▸ WHAT YOU HAVE TO DO: Look through the data below. Pick out the lines holding the string "broth".

▸ EXERCISE INPUT:
━━━━━━━━━━

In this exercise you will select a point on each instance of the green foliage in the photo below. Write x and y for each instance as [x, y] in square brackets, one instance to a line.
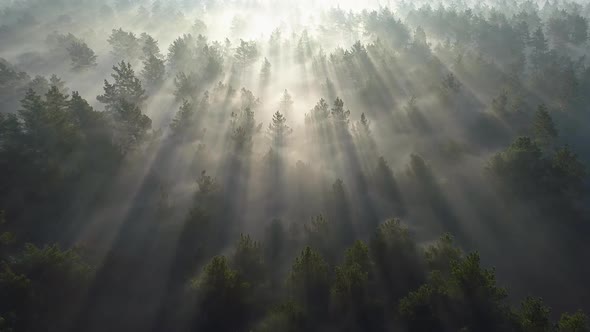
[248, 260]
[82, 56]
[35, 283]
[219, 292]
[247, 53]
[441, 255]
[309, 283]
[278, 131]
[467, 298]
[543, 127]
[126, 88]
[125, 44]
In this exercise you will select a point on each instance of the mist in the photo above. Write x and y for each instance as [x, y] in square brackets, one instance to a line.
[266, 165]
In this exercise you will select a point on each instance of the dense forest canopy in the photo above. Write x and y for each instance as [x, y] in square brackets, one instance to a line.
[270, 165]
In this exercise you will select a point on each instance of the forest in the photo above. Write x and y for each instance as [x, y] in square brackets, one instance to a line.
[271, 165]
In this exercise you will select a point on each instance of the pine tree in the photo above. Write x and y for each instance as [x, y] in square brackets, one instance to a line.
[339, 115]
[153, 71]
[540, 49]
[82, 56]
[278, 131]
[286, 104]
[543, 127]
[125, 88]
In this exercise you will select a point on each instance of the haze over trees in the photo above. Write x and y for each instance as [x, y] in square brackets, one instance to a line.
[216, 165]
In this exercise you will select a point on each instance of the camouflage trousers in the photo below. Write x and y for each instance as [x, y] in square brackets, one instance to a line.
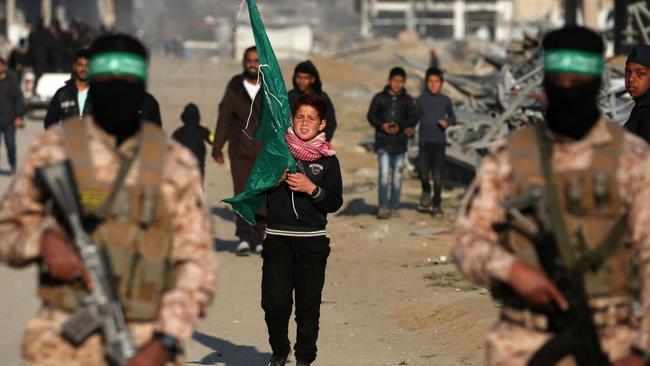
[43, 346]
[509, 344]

━━━━━━━━━━

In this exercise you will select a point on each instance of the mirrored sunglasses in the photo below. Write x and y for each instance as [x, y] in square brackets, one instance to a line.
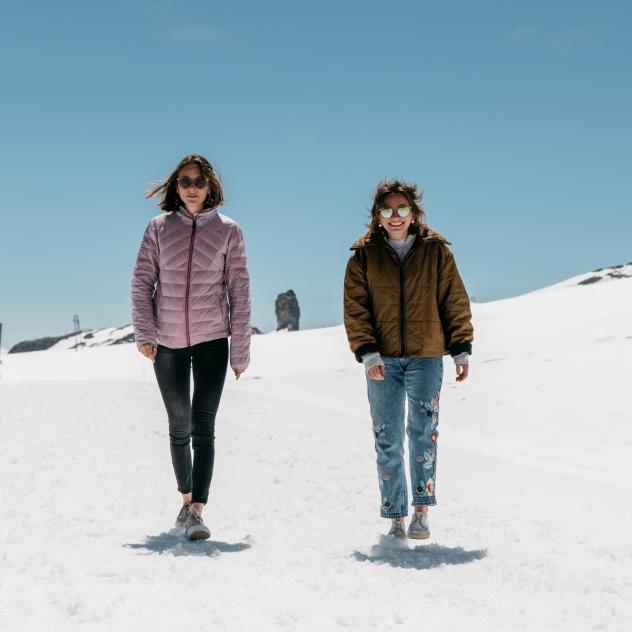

━━━━━━━━━━

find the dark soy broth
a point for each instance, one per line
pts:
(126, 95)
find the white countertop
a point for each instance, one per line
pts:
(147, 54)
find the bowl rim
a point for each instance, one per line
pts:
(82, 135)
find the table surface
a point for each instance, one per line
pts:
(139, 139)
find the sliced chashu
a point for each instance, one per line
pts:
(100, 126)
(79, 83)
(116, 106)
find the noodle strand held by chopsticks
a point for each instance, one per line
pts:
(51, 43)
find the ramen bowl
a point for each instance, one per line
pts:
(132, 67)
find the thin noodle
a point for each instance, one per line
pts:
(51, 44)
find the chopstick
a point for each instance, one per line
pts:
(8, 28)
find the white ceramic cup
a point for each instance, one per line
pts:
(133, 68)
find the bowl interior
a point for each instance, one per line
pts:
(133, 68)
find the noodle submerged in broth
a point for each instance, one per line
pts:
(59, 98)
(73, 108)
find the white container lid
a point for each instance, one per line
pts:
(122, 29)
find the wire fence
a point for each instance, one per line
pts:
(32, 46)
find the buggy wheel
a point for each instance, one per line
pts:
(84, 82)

━━━━━━━━━━

▸ OUTPUT:
find the dark soy broth
find the noodle submerged in broth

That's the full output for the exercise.